設問 –
(1) 位相差測定装置に関する本文について答えてください。
(a) 基台の当接部には何が当接しますか？
(b) 位置センサは何の位置を検出しますか？
(c) 第1治具と第2治具を軸に取り付けると、第1アームと第2アームの位置関係はどのような関係になりますか？
(2) 位相差測定装置に関する本文を、最後の文の後から書き進めてください。

ページ本文 –
請求項1に記載の発明は、を置いて一体に設けられた二つの外歯車を有する軸にあってそれら外歯車の位相差を測定する位相差測定装置であって、前記二つの外歯車のうちの一方に噛み合う歯を有して同歯が前記一方の外歯車に噛み合うように前記軸に固定されるものであり、前記軸に固定された状態で同軸の外方に向けて延びる第1アームが設けられてなる第1治具と、前記二つの外歯車のうちの他方に噛み合う歯を有して同歯が前記他方の外歯車に噛み合うように前記軸に固定されるものであり、前記軸に固定された状態で同軸の外方に向けて延びる第2アームが設けられてなる第2治具と、前記第1治具及び前記第2治具が取り付けられた状態の前記軸が予め定められた測定位置に載置されるものであり、前記軸が載置された状態で前記第1アームが当接する当接部を有する基台と、前記当接部に前記第1アームが当接するように前記基台に前記軸が載置された状態での前記第2アームの位置を検出する位置センサとを備えることをその要旨とする。
【0011】
上記構成では、第1治具及び第2治具を軸に取り付けることにより、第1治具の第1アームと第2治具の第2アームとの位置関係が軸に一体に設けられた二つの外歯車の位相差に対応する関係になる。

与えられた情報 –

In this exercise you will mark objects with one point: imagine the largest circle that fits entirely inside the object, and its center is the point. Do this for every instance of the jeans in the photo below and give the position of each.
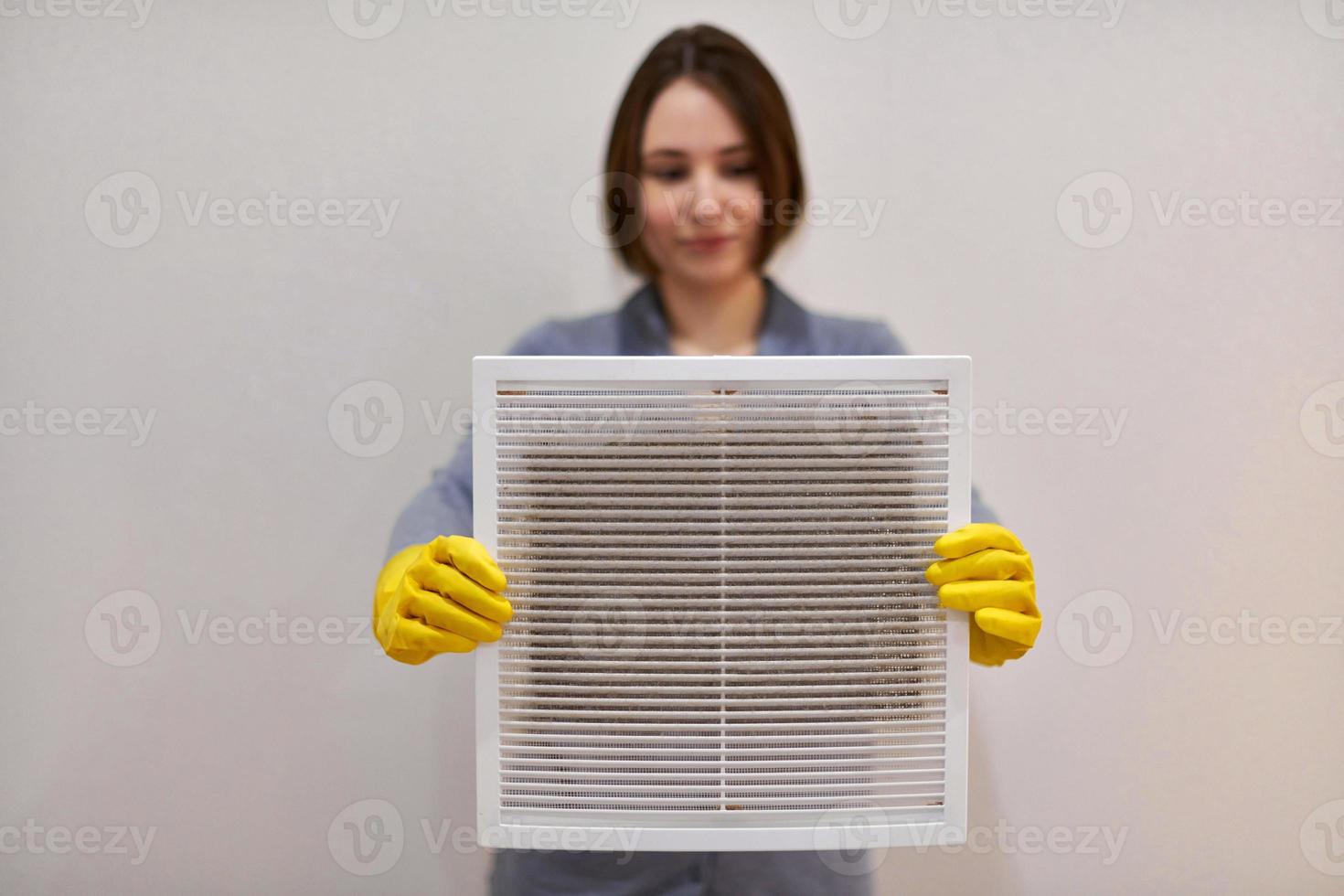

解答 –
(1)
(a) 第1アーム
(b) 当接部に第1アームが当接するように基台に軸が載置された状態での、第2アームの位置
(c) 軸に一体に設けられた二つの外歯車の位相差に対応する関係

(2)
【0012】
上記構成によれば、第1治具及び第2治具を取り付けた軸を第1アームが当接部に当接するように基台に載置し、このときの第2アームの位置を位置センサによって検出することにより、第1アームと第2アームとの位置関係、ひいては二つの外歯車の位相差を測定することができる。したがって、二つの治具、基台、及び位置センサからなる簡素な装置によって、同一軸に設けられた二つの外歯車の位相差を測定することができる。
【0013】
請求項2に記載の発明は、請求項1に記載の位相差測定装置において、前記第1治具及び前記第2治具は、共に二つの分割体からなり、それら分割体が前記軸を挟み込んだ状態で互いに締結固定されて同軸に取り付けられることをその要旨とする。
【0014】
また請求項3に記載の発明は、請求項2に記載の位相差測定装置において、前記第1治具及び前記第2治具は、共に複数の分割体からなり、前記軸の周囲を覆った状態で各分割体が互いに締結固定されることによって同軸に取り付けられることをその要旨とする。
【0015】
前記第1治具及び第2治具を軸に取り付けるためには、各治具の歯と軸の外歯車の歯との間に若干の間隙を設定する必要がある。この間隙は、軸への各治具の取り付けに際して軸の位相に対する治具の位相にばらつきを生じさせるために、これが前記位相差の測定についての精度を低下させる一因となる。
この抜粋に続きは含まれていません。